→ What the task asks:
Within the listing below, please copy exactly the lines between the line holding "Return one point per instance of the black floral" and the line holding "Return one point per instance of the man's face, each", inclusive.
Segment Open
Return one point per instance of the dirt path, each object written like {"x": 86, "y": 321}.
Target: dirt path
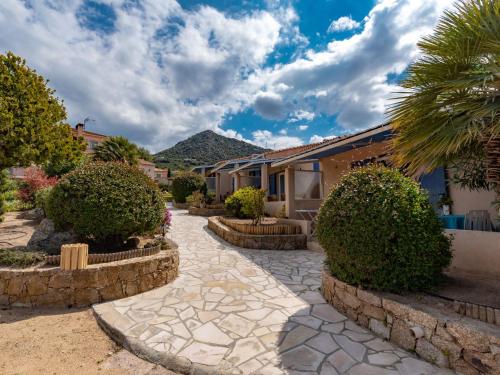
{"x": 62, "y": 342}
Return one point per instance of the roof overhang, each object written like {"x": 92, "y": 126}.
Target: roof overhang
{"x": 336, "y": 146}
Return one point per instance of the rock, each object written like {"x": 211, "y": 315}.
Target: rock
{"x": 402, "y": 335}
{"x": 36, "y": 214}
{"x": 46, "y": 238}
{"x": 430, "y": 353}
{"x": 380, "y": 328}
{"x": 370, "y": 298}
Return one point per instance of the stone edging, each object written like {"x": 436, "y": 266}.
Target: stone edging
{"x": 110, "y": 257}
{"x": 205, "y": 211}
{"x": 261, "y": 230}
{"x": 447, "y": 340}
{"x": 107, "y": 318}
{"x": 99, "y": 282}
{"x": 253, "y": 241}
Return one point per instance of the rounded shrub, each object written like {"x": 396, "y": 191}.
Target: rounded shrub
{"x": 247, "y": 202}
{"x": 380, "y": 232}
{"x": 185, "y": 183}
{"x": 106, "y": 202}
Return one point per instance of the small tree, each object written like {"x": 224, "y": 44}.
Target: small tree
{"x": 117, "y": 149}
{"x": 185, "y": 183}
{"x": 247, "y": 202}
{"x": 32, "y": 128}
{"x": 450, "y": 111}
{"x": 379, "y": 231}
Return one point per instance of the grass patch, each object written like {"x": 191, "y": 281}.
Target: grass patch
{"x": 20, "y": 258}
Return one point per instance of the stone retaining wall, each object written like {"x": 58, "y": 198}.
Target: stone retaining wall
{"x": 253, "y": 241}
{"x": 97, "y": 283}
{"x": 204, "y": 211}
{"x": 440, "y": 337}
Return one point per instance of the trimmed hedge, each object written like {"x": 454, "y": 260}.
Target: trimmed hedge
{"x": 20, "y": 257}
{"x": 185, "y": 183}
{"x": 380, "y": 232}
{"x": 106, "y": 202}
{"x": 247, "y": 202}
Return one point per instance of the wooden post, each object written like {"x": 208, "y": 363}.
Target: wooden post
{"x": 74, "y": 256}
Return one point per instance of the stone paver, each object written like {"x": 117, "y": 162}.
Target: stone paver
{"x": 240, "y": 311}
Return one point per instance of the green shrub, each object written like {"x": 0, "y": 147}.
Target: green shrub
{"x": 247, "y": 202}
{"x": 380, "y": 231}
{"x": 185, "y": 183}
{"x": 106, "y": 202}
{"x": 20, "y": 258}
{"x": 167, "y": 196}
{"x": 42, "y": 198}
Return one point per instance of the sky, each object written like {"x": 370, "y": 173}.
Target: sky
{"x": 276, "y": 73}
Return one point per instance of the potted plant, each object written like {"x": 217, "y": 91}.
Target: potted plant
{"x": 444, "y": 204}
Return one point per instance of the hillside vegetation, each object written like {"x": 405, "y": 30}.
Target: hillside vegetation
{"x": 206, "y": 147}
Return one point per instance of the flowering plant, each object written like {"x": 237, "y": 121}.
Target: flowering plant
{"x": 167, "y": 221}
{"x": 35, "y": 179}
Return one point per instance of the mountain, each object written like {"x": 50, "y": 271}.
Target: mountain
{"x": 206, "y": 147}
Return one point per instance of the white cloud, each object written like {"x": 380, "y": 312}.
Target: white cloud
{"x": 163, "y": 73}
{"x": 269, "y": 105}
{"x": 342, "y": 24}
{"x": 267, "y": 139}
{"x": 317, "y": 138}
{"x": 348, "y": 79}
{"x": 301, "y": 115}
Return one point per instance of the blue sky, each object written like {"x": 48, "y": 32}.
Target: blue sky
{"x": 276, "y": 73}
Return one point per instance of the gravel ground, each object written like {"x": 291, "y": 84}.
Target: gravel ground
{"x": 67, "y": 341}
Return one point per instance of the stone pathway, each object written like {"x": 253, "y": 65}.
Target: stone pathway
{"x": 239, "y": 311}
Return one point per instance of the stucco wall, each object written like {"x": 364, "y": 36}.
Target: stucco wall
{"x": 334, "y": 167}
{"x": 226, "y": 184}
{"x": 273, "y": 208}
{"x": 465, "y": 200}
{"x": 50, "y": 286}
{"x": 476, "y": 252}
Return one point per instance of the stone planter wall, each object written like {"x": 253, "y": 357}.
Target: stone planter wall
{"x": 97, "y": 283}
{"x": 181, "y": 206}
{"x": 110, "y": 257}
{"x": 446, "y": 339}
{"x": 252, "y": 241}
{"x": 205, "y": 211}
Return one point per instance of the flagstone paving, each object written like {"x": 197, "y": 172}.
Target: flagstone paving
{"x": 242, "y": 311}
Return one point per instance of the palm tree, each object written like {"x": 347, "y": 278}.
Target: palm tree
{"x": 117, "y": 149}
{"x": 449, "y": 113}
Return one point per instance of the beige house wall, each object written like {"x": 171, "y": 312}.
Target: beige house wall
{"x": 465, "y": 200}
{"x": 334, "y": 167}
{"x": 226, "y": 183}
{"x": 476, "y": 252}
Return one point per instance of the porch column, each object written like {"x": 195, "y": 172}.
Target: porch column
{"x": 237, "y": 181}
{"x": 264, "y": 178}
{"x": 290, "y": 191}
{"x": 217, "y": 187}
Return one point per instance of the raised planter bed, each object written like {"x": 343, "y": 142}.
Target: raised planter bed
{"x": 424, "y": 324}
{"x": 50, "y": 286}
{"x": 212, "y": 210}
{"x": 266, "y": 228}
{"x": 110, "y": 257}
{"x": 254, "y": 241}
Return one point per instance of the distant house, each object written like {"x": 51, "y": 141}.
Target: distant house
{"x": 92, "y": 139}
{"x": 161, "y": 176}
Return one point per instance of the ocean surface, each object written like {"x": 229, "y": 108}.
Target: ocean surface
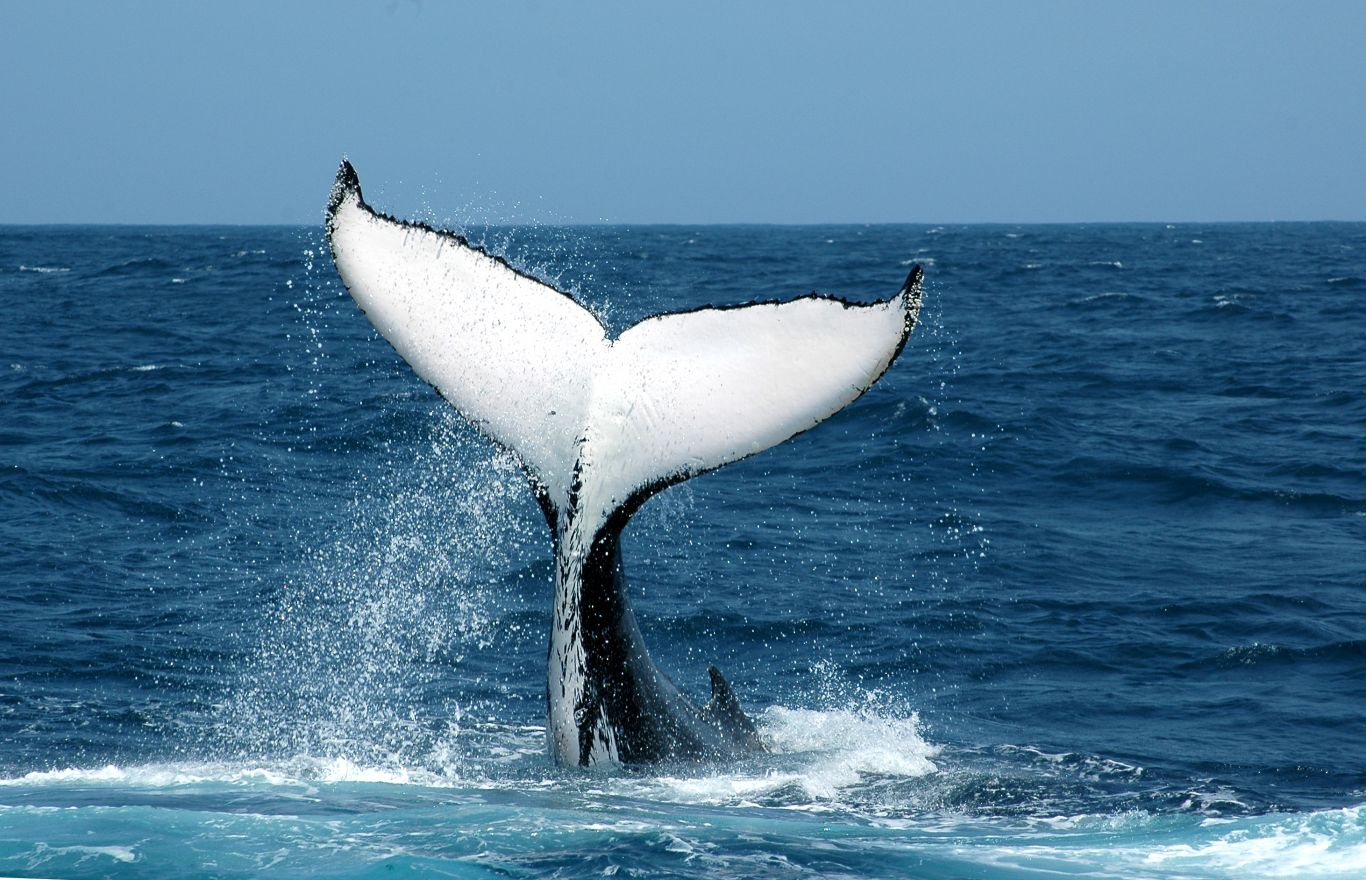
{"x": 1078, "y": 589}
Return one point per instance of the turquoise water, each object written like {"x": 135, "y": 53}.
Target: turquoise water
{"x": 1078, "y": 589}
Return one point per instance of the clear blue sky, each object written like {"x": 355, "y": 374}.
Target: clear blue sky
{"x": 685, "y": 112}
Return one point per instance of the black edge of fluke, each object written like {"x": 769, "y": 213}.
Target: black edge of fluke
{"x": 344, "y": 183}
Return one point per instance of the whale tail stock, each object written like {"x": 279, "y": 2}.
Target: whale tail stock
{"x": 601, "y": 424}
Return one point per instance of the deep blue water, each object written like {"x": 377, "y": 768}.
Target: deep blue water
{"x": 1079, "y": 588}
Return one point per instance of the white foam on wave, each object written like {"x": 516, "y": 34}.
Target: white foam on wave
{"x": 1327, "y": 843}
{"x": 302, "y": 771}
{"x": 818, "y": 756}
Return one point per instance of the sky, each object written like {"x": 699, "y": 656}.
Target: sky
{"x": 853, "y": 111}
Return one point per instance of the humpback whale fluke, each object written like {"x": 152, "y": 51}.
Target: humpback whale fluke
{"x": 600, "y": 425}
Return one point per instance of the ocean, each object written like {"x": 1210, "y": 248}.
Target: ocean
{"x": 1078, "y": 589}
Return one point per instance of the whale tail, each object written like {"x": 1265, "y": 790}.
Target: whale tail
{"x": 600, "y": 424}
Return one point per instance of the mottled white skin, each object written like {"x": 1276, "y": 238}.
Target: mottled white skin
{"x": 600, "y": 424}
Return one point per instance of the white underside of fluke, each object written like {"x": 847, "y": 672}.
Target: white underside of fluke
{"x": 598, "y": 421}
{"x": 672, "y": 396}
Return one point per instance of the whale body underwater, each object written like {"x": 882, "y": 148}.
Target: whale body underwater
{"x": 603, "y": 424}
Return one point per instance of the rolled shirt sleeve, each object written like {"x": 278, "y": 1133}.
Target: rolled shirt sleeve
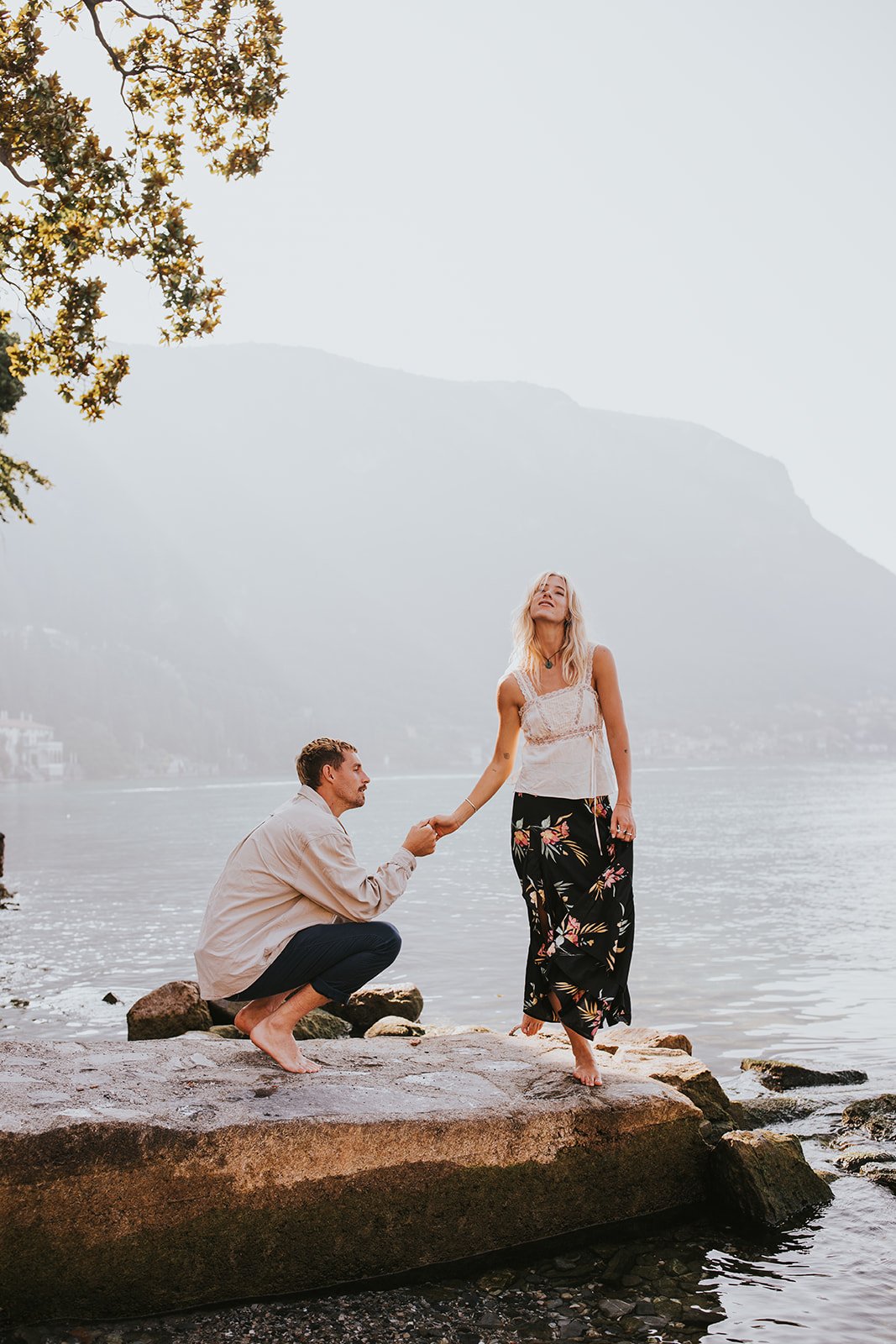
{"x": 333, "y": 878}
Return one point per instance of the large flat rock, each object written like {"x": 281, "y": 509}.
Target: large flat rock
{"x": 167, "y": 1173}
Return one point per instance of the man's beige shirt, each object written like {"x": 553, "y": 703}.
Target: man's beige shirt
{"x": 295, "y": 870}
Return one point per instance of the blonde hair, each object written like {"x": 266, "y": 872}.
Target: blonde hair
{"x": 315, "y": 756}
{"x": 573, "y": 652}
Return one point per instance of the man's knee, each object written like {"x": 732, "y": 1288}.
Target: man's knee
{"x": 390, "y": 940}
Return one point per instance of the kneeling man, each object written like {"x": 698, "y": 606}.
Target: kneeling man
{"x": 286, "y": 924}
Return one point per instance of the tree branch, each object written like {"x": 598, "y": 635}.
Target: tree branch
{"x": 9, "y": 167}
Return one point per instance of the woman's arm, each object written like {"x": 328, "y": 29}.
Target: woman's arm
{"x": 499, "y": 769}
{"x": 606, "y": 683}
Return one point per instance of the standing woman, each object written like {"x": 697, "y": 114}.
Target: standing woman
{"x": 571, "y": 850}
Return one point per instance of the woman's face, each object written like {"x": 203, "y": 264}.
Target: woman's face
{"x": 550, "y": 601}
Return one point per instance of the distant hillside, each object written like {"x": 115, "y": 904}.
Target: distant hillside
{"x": 268, "y": 543}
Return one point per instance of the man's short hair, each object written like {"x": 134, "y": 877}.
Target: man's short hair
{"x": 322, "y": 752}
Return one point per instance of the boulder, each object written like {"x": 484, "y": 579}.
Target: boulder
{"x": 781, "y": 1075}
{"x": 394, "y": 1027}
{"x": 201, "y": 1173}
{"x": 681, "y": 1072}
{"x": 766, "y": 1178}
{"x": 320, "y": 1025}
{"x": 855, "y": 1159}
{"x": 876, "y": 1115}
{"x": 621, "y": 1035}
{"x": 375, "y": 1001}
{"x": 758, "y": 1112}
{"x": 168, "y": 1011}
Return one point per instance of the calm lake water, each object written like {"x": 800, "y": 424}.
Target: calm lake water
{"x": 766, "y": 925}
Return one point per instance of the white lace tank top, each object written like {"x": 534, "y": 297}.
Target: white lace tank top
{"x": 563, "y": 753}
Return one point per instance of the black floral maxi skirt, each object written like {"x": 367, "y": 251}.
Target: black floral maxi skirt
{"x": 577, "y": 884}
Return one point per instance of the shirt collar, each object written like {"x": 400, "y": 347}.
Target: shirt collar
{"x": 313, "y": 796}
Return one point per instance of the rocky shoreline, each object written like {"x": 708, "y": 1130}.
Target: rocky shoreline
{"x": 636, "y": 1281}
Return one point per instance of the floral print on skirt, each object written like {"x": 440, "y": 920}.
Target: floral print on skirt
{"x": 577, "y": 884}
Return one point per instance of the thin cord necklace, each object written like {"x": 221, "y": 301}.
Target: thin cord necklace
{"x": 548, "y": 662}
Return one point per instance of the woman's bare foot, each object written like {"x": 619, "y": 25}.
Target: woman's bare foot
{"x": 275, "y": 1039}
{"x": 586, "y": 1063}
{"x": 255, "y": 1011}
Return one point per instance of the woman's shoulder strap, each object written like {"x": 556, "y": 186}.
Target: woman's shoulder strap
{"x": 526, "y": 685}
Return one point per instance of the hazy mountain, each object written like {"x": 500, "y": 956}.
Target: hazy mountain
{"x": 268, "y": 543}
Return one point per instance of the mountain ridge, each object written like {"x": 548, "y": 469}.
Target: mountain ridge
{"x": 324, "y": 541}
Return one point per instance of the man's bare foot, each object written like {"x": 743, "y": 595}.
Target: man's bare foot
{"x": 277, "y": 1041}
{"x": 586, "y": 1065}
{"x": 255, "y": 1011}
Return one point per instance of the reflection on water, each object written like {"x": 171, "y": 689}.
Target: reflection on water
{"x": 766, "y": 925}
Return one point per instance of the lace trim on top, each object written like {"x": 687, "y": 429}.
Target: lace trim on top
{"x": 533, "y": 701}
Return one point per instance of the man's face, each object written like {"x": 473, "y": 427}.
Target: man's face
{"x": 349, "y": 781}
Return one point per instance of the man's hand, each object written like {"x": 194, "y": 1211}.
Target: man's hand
{"x": 421, "y": 839}
{"x": 445, "y": 826}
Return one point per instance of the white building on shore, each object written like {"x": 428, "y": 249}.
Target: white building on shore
{"x": 29, "y": 750}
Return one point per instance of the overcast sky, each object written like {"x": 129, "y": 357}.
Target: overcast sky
{"x": 681, "y": 210}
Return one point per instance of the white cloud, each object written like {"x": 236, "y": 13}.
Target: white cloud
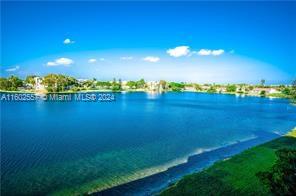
{"x": 151, "y": 59}
{"x": 68, "y": 41}
{"x": 126, "y": 58}
{"x": 217, "y": 52}
{"x": 13, "y": 69}
{"x": 92, "y": 60}
{"x": 60, "y": 61}
{"x": 204, "y": 52}
{"x": 207, "y": 52}
{"x": 179, "y": 51}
Segment Closed
→ Output for this exercise:
Return one point per instance of the black floral maxi skirt, each object written like {"x": 367, "y": 251}.
Target: black floral maxi skirt
{"x": 577, "y": 884}
Return one point per instance of the shirt collar, each object written like {"x": 400, "y": 347}.
Target: shirt collar
{"x": 313, "y": 796}
Return one point per instance of the rocky shoreline, each object written like {"x": 708, "y": 1130}.
Target: rocky shoreline
{"x": 636, "y": 1281}
Return one point per instance of the floral print on skirt, each object written like {"x": 440, "y": 920}.
Target: floral print on skirt
{"x": 577, "y": 884}
Return one point per instance of the thin cord necklace, each object written like {"x": 221, "y": 301}.
Target: thin cord necklace
{"x": 548, "y": 662}
Return one point per instance of the woman's bare foot, each object written like {"x": 619, "y": 25}.
Target: woman's bare foot
{"x": 275, "y": 1039}
{"x": 586, "y": 1063}
{"x": 255, "y": 1011}
Return one point per instance of the woman's shoulder strap, each object written like {"x": 556, "y": 186}.
Target: woman's shoulder strap
{"x": 526, "y": 685}
Return one point per instance of the hazy mountain, each object written like {"x": 500, "y": 956}.
Target: hazy mountain
{"x": 268, "y": 543}
Return one point per instance of the mountain ridge, each object written like {"x": 548, "y": 469}.
Target: mountain ridge
{"x": 324, "y": 541}
Return one point per instance of the man's bare foot, each object written like {"x": 743, "y": 595}.
Target: man's bare foot
{"x": 277, "y": 1041}
{"x": 586, "y": 1065}
{"x": 255, "y": 1011}
Return one point per instance of the reflection on water, each object written like {"x": 171, "y": 689}.
Target: reflection on water
{"x": 766, "y": 925}
Return one point per instance of the lace trim on top, each object written like {"x": 687, "y": 429}.
Target: lace trim on top
{"x": 533, "y": 701}
Return one point per instance of the man's face, each object written like {"x": 473, "y": 427}.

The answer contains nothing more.